Extract each line of the data and write it out again exactly.

Rows from a pointing dataset:

■ ■ ■ ■ ■ ■ ■

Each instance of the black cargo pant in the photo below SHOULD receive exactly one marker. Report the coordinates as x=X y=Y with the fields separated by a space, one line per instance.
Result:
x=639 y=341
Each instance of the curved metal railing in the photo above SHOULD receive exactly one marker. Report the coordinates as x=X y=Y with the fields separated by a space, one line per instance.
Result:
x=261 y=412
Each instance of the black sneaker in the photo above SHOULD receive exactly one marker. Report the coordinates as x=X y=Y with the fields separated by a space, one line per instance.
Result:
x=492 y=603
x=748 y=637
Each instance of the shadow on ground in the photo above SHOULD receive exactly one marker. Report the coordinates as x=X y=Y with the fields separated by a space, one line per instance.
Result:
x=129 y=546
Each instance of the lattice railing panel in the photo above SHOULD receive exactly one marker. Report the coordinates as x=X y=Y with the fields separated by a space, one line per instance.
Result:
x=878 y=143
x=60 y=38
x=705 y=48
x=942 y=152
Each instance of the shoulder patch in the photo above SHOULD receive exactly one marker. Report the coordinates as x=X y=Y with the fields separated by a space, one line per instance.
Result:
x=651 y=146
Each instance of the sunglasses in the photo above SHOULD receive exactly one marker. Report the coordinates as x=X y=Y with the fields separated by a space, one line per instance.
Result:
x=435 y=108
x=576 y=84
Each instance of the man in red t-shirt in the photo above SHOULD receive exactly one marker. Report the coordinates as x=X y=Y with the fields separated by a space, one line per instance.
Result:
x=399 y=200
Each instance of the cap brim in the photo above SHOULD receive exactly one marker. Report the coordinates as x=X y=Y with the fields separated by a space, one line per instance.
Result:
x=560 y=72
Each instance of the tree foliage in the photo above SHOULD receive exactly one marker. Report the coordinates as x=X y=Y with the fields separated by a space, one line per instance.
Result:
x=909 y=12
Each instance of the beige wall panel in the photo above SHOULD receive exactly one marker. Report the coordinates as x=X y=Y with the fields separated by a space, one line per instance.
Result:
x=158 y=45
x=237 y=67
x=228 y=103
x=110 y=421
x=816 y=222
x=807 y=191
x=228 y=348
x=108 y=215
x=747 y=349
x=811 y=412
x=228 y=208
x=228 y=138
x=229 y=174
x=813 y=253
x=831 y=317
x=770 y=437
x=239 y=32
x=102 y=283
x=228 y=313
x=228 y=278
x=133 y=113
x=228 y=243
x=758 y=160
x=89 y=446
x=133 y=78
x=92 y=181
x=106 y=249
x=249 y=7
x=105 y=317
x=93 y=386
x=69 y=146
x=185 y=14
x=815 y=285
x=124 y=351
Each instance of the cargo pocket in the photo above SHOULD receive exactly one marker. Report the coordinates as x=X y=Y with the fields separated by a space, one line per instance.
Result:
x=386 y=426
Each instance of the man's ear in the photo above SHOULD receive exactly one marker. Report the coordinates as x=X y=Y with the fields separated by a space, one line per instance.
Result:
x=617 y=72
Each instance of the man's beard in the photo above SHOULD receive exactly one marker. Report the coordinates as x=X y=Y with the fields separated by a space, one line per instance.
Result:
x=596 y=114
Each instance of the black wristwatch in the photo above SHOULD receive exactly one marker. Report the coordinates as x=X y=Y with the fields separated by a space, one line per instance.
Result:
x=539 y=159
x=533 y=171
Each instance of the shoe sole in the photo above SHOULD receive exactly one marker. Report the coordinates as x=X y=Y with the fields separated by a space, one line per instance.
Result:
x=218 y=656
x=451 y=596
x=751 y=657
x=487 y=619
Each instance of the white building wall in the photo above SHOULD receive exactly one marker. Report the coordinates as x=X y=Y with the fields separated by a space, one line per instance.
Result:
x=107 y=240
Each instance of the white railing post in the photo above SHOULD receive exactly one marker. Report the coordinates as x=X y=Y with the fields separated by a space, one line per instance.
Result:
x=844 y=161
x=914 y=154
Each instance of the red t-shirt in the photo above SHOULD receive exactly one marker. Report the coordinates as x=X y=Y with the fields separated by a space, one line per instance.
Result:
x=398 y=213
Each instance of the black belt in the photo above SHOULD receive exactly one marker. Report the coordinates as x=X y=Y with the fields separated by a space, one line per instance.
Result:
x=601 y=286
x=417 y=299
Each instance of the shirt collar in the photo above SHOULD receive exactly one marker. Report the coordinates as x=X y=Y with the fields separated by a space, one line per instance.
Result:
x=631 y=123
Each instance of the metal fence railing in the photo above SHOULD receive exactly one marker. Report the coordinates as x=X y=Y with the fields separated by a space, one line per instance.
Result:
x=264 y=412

■ ■ ■ ■ ■ ■ ■

Solution for this task:
Each instance of the black cargo pant in the photo below SHOULD receive exactly one marker. Report the coordinates as x=X y=Y with the fields separated by a space, one line per instance.
Result:
x=639 y=341
Each instance of the curved metal railing in the photo above SHOULD receive exactly one marker. Report the coordinates as x=X y=Y with the fields separated by a space, one line per instance.
Result:
x=261 y=412
Each instance of the black sneaker in the photo above SHOULD receive exactly one marker. Report the coordinates as x=X y=Y with the fields separated by a space, one line per instance.
Result:
x=492 y=603
x=748 y=637
Each instance of the shadow on ground in the photo above SHOULD receive exactly one marker. Report the coordinates as x=X y=Y with the fields separated by a space, one line per instance.
Result:
x=129 y=546
Each instance of the lattice railing panel in the photo above SHOULD receive exactly one marker. Report the coordinates as x=X y=Y with the fields separated by a space, one line per instance.
Result:
x=878 y=143
x=60 y=38
x=705 y=48
x=942 y=152
Each instance of the shoulder patch in the photo above SHOULD receive exactly one marker. Report the coordinates as x=X y=Y with the fields separated by a space, one line per instance.
Result:
x=651 y=146
Each instance of the sunglasses in the photo above SHOULD receive exactly one marker. Report the coordinates as x=X y=Y with the fields separated by a space, one line per instance.
Result:
x=435 y=108
x=576 y=84
Each instance of the man in red t-shirt in the photo above SHOULD receive exactly one marker. Report the coordinates as x=X y=Y with the fields separated by a space, one line per instance.
Result:
x=399 y=200
Each instance of the cap brim in the photo above SHOULD receive exactly one marker. Report the coordinates as x=X y=Y with the fields separated by a space, one line per instance.
Result:
x=560 y=72
Each instance of the tree foliage in the photo above SHOULD receive exactly one marker. Report the coordinates as x=X y=Y with the fields separated by a space, one line per instance.
Result:
x=909 y=12
Each instance of the beige wall panel in the photo above SHOULD receive exactly one marker. Report the coordinates as x=X y=Y with the fields separated by a space, one line per instance.
Result:
x=158 y=45
x=237 y=67
x=228 y=103
x=110 y=421
x=816 y=222
x=807 y=191
x=228 y=348
x=108 y=215
x=747 y=349
x=811 y=412
x=228 y=208
x=228 y=138
x=229 y=174
x=813 y=253
x=831 y=317
x=770 y=437
x=239 y=32
x=102 y=283
x=228 y=313
x=228 y=278
x=133 y=113
x=228 y=243
x=758 y=160
x=89 y=446
x=133 y=78
x=92 y=181
x=106 y=249
x=249 y=7
x=105 y=317
x=93 y=386
x=69 y=146
x=185 y=14
x=815 y=285
x=124 y=351
Each instance of the cargo pocket in the photo above SHOULD receive exactly one marker. Report the coordinates as x=X y=Y with the fields separated by a space, one line per instance.
Result:
x=386 y=426
Each instance of the man's ear in the photo above SHOULD receive exactly one marker. Report the coordinates as x=X y=Y with the fields separated by a space, one line per instance.
Result:
x=617 y=72
Each instance of the man's beard in the photo above SHOULD receive exactly one marker. Report the coordinates as x=X y=Y with the fields separated by a space, one line per instance.
Result:
x=596 y=114
Each instance of the black wristwatch in the photo above SHOULD receive exactly one marker. Report the coordinates as x=X y=Y with the fields separated by a space, one line per instance.
Result:
x=539 y=159
x=533 y=171
Each instance of the shoe sole in the photo above SHOULD receive exactly one marker. Report the coordinates as x=X y=Y with the fields separated by a space, one line per instance.
Result:
x=218 y=656
x=451 y=596
x=751 y=657
x=487 y=619
Each instance of the white building wall in the photo above SHOULD receive exactly one marker. Report the coordinates as x=X y=Y with the fields separated by a space, one line per instance.
Result:
x=107 y=240
Each instance of the white railing post in the photo above SHOULD receive exactly one marker. Report the coordinates as x=X y=Y with the fields separated by a space, one line per instance.
Result:
x=844 y=161
x=914 y=154
Each instance of the red t-shirt in the photo above SHOULD receive exactly one marker. Report the coordinates as x=X y=Y with the fields separated by a space, one line per instance.
Result:
x=398 y=213
Each instance of the black belt in the photo above SHOULD receive exactly one marker. Report the coordinates as x=X y=Y with the fields separated by a space, one line per instance.
Result:
x=601 y=286
x=417 y=299
Each instance of the shirt collar in the photo above SHOULD receive exactly one marker. Report the coordinates as x=X y=Y with the fields separated by a space, one line per instance.
Result:
x=631 y=123
Each instance of the metal fence railing in the photo above SHOULD receive exactly one marker. Report the coordinates as x=X y=Y with the fields separated by a space, one line per instance.
Result:
x=264 y=412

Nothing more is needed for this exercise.